- Exercise prompt -
Pictures do not belong in the copy; quote every entry below exactly.

- Exercise inputs -
══════════
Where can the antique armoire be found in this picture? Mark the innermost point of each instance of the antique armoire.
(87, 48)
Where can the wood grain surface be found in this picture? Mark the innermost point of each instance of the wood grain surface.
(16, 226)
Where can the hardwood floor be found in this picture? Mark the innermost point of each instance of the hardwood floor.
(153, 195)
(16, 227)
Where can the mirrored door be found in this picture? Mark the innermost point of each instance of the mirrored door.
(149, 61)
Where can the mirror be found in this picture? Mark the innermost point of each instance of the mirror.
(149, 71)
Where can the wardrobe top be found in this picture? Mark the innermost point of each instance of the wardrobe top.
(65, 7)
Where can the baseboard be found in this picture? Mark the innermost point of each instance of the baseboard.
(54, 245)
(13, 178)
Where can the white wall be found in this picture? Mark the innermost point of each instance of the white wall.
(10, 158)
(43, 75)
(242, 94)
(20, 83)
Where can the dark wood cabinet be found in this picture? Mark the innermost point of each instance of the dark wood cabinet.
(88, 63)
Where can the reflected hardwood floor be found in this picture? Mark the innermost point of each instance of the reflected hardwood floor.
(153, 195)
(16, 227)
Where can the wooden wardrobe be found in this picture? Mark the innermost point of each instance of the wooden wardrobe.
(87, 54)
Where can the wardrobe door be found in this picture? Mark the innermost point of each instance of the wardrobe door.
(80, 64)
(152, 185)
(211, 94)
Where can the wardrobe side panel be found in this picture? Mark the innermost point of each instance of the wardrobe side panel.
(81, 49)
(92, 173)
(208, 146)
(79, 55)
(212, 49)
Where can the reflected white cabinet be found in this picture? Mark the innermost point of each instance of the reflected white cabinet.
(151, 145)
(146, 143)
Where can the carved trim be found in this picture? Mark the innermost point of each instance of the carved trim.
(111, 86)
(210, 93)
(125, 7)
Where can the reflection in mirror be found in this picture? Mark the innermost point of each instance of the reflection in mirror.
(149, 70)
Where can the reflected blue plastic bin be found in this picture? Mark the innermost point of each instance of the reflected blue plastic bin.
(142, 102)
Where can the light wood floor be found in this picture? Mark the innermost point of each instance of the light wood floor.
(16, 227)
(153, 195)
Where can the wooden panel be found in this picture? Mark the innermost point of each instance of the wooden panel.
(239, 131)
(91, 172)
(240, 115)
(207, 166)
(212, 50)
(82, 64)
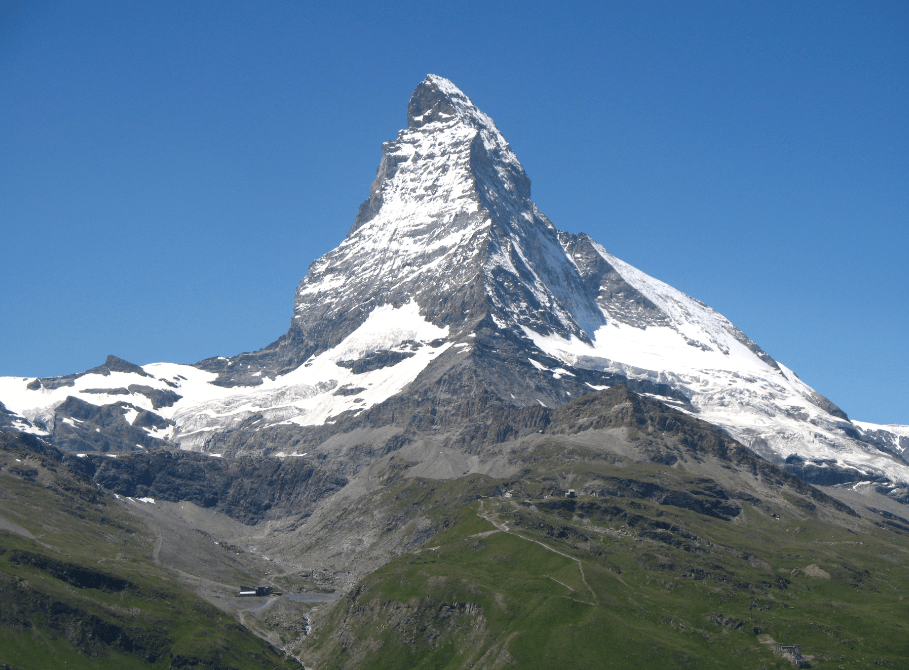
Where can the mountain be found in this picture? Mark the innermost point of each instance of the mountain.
(451, 284)
(482, 442)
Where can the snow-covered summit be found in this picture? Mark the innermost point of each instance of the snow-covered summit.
(451, 283)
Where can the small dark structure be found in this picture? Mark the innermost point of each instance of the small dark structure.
(260, 591)
(794, 652)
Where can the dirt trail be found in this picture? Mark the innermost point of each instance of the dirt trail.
(492, 518)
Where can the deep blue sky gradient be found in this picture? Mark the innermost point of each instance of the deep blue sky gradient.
(169, 170)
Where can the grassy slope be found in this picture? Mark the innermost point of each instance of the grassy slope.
══════════
- Solution to the problem -
Where can the antique armoire be found in this picture? Mark the innermost point of each instance of the antique armoire.
(87, 48)
Where can the wood grain surface be found in this picture? Mark the innermost point of each instance of the wood grain surface.
(16, 226)
Where can the hardwood floor be found in this picture? Mark the innermost point of each instance of the hardwood floor.
(153, 195)
(16, 227)
Where can the mirrored door be found in this picture? Mark the innermost point of each instance of the mirrored door.
(149, 61)
Where can the mirror be found in this picture? Mark the innermost point of each instance of the mirror.
(149, 71)
Where can the wardrobe top be found in this picture? Mark the innermost point of each instance of the wardrobe top.
(65, 7)
Where can the baseboard be found in this picture? Mark the innermost point of each instance of the baseboard.
(54, 245)
(13, 178)
Where can the white wall be found in this picture? Mark the innermost point of each instance of the white wall.
(10, 158)
(43, 75)
(242, 94)
(20, 83)
Where can the dark wood cabinet be found in this picture? Mark the innermost point of each instance of the dark wood cabinet.
(88, 63)
Where can the reflected hardwood floor be found in this picture? Mark the innermost point of each instance of the reflected hardwood floor.
(153, 195)
(16, 227)
Where can the wooden wardrobe be found in this picture? Mark the innermost point of each instance of the wooden wardrobe.
(87, 54)
Where can the wardrobe door be found in this picture? Mark the innermost point of each instance of the wardrobe door.
(80, 64)
(152, 185)
(211, 94)
Where can the wardrobe side panel be found in this picture? Mark the innermost point of each instance of the wardrobe side panel.
(81, 49)
(92, 173)
(208, 146)
(79, 55)
(212, 49)
Where can the reflected white cabinet be found in this picture? Mark the innermost point of each instance of the reflected white cabinet.
(151, 145)
(146, 143)
Where can the carved trim be found in this picture? Mark the innermost point of each instance of the carved trim.
(111, 86)
(210, 93)
(125, 7)
Where can the reflection in mirror be found in this picture? Mark the innermost point of each instance of the reflection in mirror.
(149, 70)
Where can the reflected blue plastic bin be found in this picture? Mark the innermost point of each instance of the reflected blue plastic bin.
(142, 102)
Where can the light wood floor be found in this picture? Mark the innermost point of each instance of the light wood floor.
(16, 227)
(153, 195)
Where can the wooden panel be found in this picture? Mark the innermost point of each instance of the wooden panel.
(239, 131)
(91, 172)
(240, 115)
(207, 166)
(212, 50)
(82, 64)
Where can the mountain be found in this picture? Mark the innermost point of each instance of the mountain.
(451, 284)
(482, 442)
Where can the snow-covered summit be found in this picture? Mark the innermost point of each instance of the snow-covered summit.
(451, 283)
Where can the small dark structure be found in this picture? Mark the innermost point of each instance of the small dark structure.
(260, 591)
(794, 652)
Where can the dirt trail be found in this picture? Mark the innermost point of each instance of the dirt trail.
(492, 518)
Where can the deep blue sky gradient be found in this picture? Mark the innermost point of each instance of the deep blue sky gradient.
(169, 170)
Where can the grassy slope be found in this picture? Mark the innermost point of each instance of the grassy slope.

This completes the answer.